** Start of Provided data **

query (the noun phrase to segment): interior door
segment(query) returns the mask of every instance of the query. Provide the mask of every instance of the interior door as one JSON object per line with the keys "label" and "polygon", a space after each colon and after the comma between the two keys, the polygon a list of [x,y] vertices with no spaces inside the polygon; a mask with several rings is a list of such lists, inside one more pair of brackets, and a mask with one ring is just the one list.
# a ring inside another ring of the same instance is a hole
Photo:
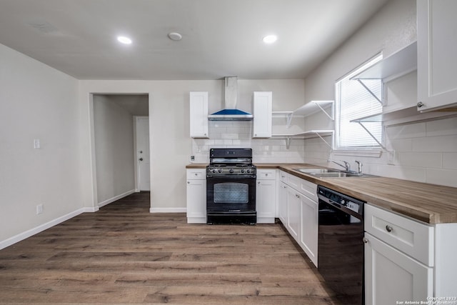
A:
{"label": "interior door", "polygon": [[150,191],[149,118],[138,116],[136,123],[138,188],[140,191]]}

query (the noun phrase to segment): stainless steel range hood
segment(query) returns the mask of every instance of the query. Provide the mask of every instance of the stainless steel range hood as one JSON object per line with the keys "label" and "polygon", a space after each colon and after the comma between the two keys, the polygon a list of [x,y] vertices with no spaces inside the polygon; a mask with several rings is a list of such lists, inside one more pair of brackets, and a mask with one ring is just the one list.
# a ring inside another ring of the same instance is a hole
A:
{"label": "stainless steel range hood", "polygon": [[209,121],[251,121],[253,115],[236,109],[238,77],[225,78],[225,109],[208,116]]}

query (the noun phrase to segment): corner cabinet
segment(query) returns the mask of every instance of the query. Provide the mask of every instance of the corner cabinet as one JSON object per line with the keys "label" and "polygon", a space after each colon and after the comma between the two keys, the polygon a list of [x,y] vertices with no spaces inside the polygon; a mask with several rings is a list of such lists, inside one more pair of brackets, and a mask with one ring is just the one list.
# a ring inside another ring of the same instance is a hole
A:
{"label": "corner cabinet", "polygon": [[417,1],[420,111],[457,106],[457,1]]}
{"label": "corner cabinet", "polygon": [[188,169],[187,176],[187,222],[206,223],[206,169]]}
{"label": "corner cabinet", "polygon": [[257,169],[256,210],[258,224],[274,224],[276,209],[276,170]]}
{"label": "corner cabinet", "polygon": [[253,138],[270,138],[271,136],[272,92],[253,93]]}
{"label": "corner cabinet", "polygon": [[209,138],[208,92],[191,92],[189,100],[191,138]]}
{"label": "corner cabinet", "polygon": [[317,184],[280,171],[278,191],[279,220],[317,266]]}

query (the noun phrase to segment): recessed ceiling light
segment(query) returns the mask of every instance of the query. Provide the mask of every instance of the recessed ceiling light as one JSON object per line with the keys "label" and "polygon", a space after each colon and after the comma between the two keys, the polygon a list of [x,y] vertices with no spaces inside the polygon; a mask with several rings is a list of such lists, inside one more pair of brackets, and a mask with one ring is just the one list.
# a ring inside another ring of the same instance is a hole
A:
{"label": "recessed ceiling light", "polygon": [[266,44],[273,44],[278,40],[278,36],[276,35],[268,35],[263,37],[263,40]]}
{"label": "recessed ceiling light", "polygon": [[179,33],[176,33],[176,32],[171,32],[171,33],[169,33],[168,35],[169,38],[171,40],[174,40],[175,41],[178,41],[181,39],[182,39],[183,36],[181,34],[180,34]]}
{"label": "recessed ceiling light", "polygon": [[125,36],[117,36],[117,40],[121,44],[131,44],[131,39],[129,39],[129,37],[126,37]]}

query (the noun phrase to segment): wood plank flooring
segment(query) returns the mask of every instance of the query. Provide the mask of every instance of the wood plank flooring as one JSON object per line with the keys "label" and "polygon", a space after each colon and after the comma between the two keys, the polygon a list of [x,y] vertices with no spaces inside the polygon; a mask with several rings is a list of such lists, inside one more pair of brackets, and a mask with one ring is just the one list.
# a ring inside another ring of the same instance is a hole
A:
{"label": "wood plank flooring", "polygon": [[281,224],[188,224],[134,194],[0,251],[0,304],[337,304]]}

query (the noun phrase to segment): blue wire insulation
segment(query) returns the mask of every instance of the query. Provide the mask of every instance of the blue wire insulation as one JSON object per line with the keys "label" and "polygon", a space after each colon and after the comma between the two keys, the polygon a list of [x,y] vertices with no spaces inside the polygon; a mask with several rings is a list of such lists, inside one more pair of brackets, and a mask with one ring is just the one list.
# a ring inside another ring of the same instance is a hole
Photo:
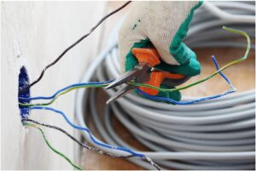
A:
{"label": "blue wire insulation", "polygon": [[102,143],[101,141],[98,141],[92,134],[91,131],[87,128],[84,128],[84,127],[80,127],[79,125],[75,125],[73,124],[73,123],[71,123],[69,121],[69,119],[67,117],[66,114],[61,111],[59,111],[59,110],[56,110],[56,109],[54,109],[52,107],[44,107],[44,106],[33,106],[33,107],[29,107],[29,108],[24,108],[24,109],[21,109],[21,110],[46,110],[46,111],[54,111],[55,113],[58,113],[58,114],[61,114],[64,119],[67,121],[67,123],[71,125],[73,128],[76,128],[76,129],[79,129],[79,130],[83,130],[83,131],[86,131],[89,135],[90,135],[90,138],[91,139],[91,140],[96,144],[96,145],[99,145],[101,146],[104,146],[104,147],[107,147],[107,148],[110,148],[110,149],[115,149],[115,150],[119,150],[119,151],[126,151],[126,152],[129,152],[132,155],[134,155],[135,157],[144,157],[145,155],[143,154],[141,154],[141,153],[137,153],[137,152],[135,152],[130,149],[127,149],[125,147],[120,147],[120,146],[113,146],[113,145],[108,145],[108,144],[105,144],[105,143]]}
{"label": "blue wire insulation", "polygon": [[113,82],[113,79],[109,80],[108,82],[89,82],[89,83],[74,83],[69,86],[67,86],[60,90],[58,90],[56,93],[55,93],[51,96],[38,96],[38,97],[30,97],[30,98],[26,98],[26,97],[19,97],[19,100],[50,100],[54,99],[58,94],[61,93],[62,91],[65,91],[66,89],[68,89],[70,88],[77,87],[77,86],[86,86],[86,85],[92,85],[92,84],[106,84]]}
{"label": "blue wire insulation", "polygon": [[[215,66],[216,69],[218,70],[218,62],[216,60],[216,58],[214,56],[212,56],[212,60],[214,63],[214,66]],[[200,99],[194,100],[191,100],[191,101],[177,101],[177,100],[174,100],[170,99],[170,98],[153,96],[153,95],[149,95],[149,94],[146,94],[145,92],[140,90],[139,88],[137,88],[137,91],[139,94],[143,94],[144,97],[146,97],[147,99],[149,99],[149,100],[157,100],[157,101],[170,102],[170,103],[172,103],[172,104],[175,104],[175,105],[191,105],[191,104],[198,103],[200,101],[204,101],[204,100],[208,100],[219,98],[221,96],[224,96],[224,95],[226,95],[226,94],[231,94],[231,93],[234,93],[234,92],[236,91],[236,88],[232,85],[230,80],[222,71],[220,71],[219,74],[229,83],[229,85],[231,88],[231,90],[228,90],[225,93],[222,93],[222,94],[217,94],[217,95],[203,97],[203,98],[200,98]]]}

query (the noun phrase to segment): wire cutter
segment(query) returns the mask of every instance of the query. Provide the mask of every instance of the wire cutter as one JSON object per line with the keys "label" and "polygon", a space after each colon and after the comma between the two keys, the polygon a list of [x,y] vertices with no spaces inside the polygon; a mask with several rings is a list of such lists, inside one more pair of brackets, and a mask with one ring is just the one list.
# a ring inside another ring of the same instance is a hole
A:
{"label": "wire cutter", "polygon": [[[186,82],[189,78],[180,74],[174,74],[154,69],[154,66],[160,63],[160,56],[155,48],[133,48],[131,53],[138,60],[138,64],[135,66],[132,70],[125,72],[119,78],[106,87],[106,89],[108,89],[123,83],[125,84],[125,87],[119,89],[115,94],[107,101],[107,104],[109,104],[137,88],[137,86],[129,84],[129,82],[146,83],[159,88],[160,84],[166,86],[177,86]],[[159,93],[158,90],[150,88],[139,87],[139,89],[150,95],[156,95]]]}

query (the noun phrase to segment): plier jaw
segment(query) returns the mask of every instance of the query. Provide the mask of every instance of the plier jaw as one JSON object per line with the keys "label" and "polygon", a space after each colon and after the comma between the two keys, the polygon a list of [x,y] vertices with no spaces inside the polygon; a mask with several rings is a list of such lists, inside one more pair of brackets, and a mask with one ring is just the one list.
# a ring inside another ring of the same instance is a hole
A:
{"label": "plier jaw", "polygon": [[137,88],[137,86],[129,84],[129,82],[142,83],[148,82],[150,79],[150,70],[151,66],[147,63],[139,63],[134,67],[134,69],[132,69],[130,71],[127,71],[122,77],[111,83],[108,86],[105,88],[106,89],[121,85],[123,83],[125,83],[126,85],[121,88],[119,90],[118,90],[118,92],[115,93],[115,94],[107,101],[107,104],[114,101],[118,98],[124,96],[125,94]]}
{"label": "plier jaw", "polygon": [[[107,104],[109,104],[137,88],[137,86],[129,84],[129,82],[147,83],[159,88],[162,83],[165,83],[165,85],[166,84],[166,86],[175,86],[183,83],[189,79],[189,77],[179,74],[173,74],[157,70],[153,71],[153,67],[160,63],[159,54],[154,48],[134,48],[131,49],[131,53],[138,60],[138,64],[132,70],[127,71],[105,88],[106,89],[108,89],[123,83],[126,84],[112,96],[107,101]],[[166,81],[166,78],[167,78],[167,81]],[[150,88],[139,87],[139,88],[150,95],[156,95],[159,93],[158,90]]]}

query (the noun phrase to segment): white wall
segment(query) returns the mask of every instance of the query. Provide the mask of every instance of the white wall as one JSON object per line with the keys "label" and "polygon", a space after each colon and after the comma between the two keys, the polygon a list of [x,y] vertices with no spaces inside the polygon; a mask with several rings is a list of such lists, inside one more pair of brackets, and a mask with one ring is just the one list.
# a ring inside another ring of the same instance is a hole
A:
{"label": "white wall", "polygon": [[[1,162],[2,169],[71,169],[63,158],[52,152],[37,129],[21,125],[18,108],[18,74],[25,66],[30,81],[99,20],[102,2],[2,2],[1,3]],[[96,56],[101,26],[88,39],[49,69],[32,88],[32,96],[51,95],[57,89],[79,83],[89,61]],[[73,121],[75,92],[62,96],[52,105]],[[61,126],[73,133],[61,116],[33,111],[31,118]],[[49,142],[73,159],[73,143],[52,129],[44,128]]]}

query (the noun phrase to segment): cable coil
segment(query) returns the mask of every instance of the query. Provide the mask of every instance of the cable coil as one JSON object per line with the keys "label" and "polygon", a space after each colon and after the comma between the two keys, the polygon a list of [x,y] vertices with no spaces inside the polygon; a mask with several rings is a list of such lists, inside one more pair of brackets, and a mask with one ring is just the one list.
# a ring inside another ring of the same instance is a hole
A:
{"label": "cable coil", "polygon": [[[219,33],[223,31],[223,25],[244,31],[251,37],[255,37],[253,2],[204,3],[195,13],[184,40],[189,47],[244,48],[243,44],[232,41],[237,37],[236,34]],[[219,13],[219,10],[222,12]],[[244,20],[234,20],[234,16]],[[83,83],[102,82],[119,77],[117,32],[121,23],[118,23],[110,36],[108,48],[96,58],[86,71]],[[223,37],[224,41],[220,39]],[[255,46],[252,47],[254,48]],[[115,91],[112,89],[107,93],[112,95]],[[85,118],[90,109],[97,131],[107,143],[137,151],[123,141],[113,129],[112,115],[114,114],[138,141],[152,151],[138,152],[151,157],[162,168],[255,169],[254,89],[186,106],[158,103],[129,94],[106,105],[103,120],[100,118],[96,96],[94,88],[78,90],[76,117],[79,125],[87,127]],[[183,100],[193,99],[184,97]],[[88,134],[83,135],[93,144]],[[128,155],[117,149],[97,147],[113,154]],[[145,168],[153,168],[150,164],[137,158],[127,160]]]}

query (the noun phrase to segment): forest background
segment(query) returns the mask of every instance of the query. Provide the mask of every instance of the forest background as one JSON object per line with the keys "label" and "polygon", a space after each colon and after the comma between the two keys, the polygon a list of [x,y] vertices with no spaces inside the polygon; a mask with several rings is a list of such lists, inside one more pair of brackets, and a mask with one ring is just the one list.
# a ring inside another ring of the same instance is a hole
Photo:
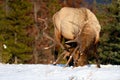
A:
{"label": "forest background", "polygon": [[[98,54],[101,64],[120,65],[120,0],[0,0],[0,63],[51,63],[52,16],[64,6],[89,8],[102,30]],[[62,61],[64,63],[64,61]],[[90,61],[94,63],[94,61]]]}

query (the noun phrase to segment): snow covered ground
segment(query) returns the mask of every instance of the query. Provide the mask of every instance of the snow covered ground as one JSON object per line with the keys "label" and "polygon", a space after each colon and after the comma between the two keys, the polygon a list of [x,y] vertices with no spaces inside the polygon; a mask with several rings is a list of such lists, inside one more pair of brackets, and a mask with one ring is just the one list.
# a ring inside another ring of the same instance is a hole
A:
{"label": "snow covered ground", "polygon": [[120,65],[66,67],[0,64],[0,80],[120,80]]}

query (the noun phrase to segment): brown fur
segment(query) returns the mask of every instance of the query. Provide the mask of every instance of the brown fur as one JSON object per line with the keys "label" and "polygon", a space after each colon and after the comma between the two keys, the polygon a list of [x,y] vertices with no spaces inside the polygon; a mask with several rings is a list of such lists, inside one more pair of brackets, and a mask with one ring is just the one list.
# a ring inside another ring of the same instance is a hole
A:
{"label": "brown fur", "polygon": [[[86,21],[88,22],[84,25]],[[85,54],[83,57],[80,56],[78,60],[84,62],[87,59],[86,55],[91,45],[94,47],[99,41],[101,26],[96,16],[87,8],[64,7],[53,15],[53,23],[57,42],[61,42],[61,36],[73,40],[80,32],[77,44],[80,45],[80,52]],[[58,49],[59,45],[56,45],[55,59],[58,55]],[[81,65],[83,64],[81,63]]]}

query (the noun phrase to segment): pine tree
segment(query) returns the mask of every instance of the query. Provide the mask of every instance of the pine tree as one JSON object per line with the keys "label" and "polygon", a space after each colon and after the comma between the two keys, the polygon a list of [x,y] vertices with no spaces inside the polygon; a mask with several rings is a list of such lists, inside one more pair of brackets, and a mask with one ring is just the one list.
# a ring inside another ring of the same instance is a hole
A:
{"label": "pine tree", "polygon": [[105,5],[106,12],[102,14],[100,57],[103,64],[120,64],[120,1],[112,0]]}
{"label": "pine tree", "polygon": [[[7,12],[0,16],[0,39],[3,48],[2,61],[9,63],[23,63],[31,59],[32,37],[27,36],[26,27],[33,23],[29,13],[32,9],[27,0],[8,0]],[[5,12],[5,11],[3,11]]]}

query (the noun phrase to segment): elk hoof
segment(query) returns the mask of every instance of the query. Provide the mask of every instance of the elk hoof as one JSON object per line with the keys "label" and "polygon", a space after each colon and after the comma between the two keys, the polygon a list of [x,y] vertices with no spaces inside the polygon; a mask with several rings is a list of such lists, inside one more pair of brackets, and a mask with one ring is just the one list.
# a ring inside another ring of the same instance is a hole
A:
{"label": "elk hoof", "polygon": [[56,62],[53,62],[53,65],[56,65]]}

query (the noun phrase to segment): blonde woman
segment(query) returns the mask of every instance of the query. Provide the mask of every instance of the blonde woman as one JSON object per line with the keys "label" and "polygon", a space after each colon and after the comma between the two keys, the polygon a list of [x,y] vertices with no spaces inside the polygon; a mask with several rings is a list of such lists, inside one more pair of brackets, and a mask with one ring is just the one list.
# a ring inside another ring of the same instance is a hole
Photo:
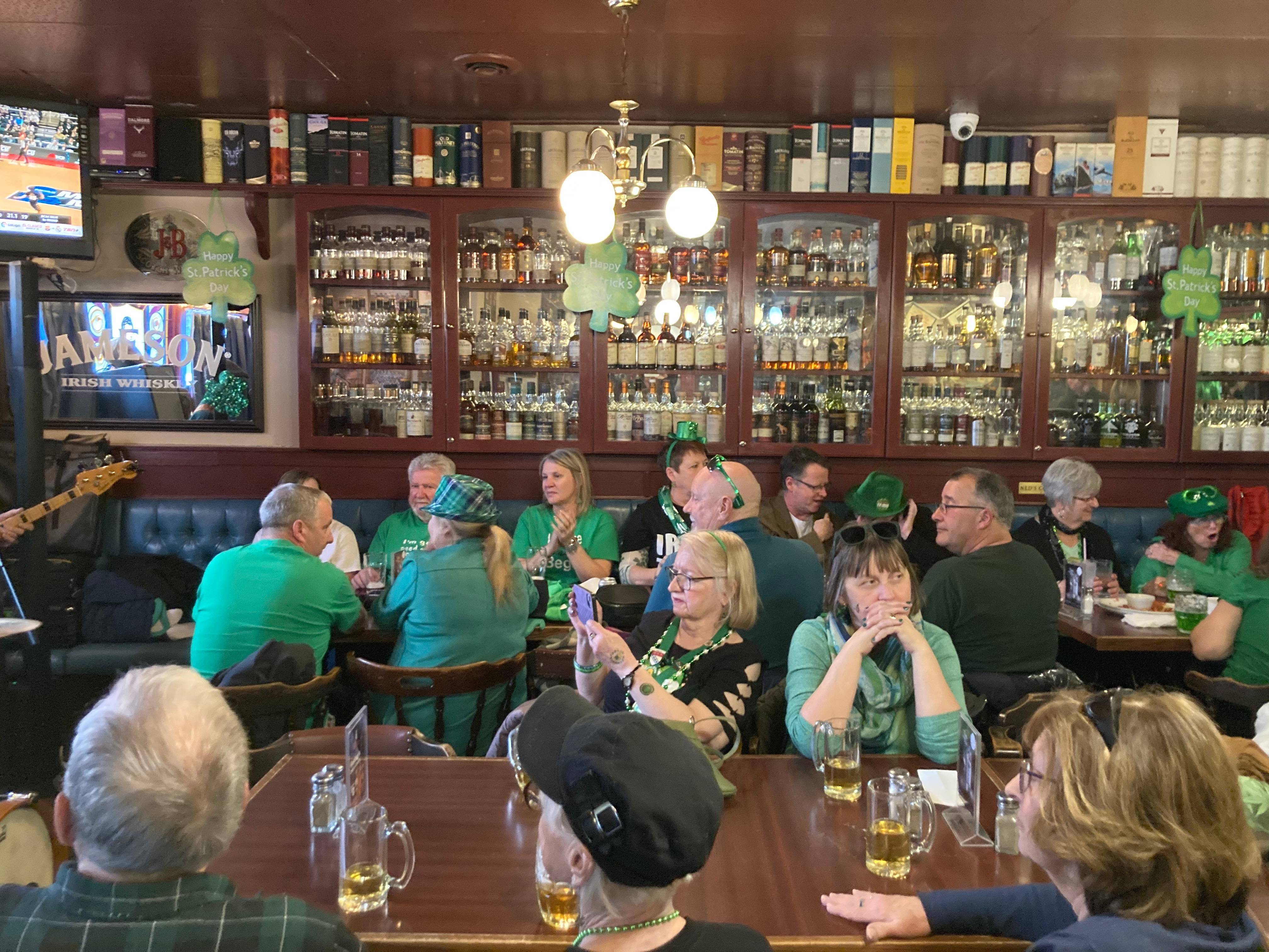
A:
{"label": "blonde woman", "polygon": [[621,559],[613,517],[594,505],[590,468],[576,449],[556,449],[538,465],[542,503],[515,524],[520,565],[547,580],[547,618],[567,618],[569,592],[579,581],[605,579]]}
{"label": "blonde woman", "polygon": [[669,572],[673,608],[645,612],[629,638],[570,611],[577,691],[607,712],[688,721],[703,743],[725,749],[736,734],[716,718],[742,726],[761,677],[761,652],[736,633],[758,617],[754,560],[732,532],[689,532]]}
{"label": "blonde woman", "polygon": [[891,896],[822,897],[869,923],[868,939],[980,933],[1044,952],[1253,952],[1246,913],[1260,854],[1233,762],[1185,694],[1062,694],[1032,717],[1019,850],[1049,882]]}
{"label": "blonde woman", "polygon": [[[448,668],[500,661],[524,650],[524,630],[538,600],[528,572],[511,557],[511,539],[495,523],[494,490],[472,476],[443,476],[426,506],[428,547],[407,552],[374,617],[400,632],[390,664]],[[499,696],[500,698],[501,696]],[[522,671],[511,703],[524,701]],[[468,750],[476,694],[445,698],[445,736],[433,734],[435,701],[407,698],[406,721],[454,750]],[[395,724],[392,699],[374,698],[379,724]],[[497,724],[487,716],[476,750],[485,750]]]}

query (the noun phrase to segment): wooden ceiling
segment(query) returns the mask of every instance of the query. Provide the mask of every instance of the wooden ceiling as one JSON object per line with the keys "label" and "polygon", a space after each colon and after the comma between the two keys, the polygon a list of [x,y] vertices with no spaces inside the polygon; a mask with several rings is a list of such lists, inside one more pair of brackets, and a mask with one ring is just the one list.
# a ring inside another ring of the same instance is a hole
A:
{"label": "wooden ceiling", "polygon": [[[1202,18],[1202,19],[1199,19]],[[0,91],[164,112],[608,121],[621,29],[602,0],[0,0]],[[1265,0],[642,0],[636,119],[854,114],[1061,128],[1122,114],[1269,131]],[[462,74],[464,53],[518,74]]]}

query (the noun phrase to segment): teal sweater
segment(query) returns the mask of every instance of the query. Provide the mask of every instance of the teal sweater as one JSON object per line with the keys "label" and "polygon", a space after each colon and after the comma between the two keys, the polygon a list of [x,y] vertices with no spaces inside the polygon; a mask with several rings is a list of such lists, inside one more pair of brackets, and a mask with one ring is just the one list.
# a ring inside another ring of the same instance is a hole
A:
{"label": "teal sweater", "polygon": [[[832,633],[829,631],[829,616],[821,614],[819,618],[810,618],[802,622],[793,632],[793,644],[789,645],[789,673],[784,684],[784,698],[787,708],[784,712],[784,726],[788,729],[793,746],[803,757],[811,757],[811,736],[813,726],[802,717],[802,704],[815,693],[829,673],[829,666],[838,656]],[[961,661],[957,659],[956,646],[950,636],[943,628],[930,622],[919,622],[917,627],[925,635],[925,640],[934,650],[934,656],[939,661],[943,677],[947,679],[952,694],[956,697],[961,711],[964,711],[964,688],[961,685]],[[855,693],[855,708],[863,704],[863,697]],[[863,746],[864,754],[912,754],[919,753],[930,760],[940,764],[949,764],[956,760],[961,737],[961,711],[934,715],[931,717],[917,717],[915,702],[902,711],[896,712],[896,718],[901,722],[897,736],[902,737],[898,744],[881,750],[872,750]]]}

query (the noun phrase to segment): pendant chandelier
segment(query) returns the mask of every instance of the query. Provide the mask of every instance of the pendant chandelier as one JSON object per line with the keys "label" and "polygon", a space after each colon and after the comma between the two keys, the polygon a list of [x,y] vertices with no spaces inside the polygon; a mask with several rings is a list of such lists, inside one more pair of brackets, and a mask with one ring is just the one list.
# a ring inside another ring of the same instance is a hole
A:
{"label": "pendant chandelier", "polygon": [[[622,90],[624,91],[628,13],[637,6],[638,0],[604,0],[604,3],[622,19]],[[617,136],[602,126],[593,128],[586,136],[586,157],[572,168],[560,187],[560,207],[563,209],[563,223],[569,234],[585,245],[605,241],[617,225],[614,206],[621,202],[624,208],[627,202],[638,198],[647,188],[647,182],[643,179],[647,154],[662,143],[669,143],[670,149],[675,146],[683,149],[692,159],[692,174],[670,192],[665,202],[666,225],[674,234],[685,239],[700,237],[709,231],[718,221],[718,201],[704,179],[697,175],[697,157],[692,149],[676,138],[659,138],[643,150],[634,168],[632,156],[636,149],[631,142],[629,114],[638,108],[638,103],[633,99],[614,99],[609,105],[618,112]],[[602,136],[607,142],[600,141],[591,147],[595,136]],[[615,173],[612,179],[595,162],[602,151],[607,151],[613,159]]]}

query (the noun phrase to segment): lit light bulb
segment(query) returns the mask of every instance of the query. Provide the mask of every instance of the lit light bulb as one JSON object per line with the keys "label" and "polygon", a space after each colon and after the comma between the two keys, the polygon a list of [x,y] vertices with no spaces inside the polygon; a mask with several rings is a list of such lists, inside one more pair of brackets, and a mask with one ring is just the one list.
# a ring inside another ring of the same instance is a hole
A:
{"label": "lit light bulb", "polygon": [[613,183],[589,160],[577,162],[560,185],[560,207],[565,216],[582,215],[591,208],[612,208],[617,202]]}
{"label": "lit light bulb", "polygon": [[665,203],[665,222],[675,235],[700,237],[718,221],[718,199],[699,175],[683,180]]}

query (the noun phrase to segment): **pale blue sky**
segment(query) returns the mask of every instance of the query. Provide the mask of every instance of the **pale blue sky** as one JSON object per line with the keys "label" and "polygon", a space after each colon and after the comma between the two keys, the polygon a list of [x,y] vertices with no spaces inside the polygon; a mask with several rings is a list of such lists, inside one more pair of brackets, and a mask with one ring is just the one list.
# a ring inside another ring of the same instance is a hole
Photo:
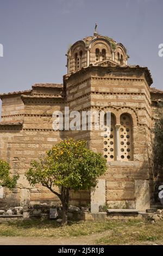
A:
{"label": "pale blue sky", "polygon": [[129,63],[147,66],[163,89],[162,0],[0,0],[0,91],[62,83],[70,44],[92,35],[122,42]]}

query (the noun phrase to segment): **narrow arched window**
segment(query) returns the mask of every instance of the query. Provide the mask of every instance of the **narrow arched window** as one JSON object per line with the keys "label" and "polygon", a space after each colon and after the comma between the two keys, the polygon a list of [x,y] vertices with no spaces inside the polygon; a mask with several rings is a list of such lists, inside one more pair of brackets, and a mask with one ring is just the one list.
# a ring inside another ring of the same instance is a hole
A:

** End of Provided data **

## Do this
In the data above, find the line containing "query (the noun phrase to segment): **pale"; from there, please write out each line through the end, exactly, with the pictures omitted.

## Task solution
query (the noun phrase to segment): **pale blue sky**
segment(query) returns the mask of every instance of the query. Provide the mask of every instance of the **pale blue sky** as one JSON object per line with the keys "label" and "polygon", a space after each colon and after the comma between the two keys, the polygon a list of [x,y] vertices with no spaces inside the polygon; a mask with several rings is a list of such lists, inside one more pair of brackets, and a mask with one ring is just the one list.
# a ring inside another ring of the same instance is a hole
Photo:
A:
{"label": "pale blue sky", "polygon": [[129,63],[147,66],[163,89],[162,0],[0,0],[0,91],[62,83],[70,44],[92,35],[122,42]]}

query (the noun phrase to segment): **narrow arched window**
segment(query) returns the mask of every instance of the query. Provide the mask of every instance of the **narrow arched window** as one JSON object per line with the keys "label" and "polygon", a space after each colon and after the comma between the two keys, the polygon a list of [x,y] vertices with no spaces inside the polygon; a mask with several rings is a list of such lists, inside one more pair of brackets, and a mask with one ring is just the one list.
# a ring inside another ring of the same instance is a hole
A:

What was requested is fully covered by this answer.